- _GIVEN ENTRIES_

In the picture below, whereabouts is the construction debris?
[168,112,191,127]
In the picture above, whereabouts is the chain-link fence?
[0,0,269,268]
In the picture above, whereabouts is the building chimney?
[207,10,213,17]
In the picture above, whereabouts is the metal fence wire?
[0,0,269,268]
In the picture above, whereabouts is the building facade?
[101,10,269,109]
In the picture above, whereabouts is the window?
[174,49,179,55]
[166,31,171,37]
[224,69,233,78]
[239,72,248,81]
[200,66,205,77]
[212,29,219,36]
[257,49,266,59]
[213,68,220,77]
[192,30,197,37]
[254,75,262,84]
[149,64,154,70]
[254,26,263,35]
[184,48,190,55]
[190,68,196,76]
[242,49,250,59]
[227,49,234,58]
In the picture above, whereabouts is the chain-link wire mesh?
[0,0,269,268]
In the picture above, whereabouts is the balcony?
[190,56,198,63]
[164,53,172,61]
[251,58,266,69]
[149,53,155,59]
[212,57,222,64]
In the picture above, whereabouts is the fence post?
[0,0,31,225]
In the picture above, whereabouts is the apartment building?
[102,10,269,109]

--

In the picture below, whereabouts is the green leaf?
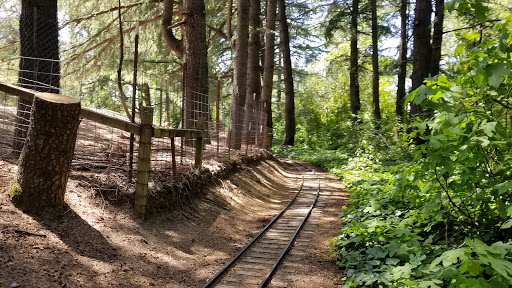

* * *

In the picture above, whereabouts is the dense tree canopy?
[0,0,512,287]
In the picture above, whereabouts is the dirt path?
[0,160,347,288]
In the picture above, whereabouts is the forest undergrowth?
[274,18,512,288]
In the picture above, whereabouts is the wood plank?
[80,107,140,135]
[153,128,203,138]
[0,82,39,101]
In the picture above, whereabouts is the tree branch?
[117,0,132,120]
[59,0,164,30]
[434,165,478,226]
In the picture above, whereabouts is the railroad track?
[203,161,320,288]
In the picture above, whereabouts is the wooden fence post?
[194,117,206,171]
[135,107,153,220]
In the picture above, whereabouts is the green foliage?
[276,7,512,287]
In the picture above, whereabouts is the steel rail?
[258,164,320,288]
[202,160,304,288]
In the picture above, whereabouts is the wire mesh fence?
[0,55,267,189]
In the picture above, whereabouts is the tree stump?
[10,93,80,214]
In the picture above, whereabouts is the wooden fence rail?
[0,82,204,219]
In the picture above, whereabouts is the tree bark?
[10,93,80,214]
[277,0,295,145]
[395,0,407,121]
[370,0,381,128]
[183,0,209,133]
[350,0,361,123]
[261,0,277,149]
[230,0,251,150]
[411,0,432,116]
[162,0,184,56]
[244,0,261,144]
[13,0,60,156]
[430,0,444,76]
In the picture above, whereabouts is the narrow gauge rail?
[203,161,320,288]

- _DO THIS_
Please give again the records from the line with "In the picture above, whereabouts is the metal" through the line with "[101,10,269,109]", renaming "facade" to "exterior" and changing nothing else.

- _OUTPUT FOR THIS EXERCISE_
In the picture above, whereabouts is the metal fence wire?
[0,0,269,268]
In the picture above, whereabouts is the building exterior?
[101,10,269,109]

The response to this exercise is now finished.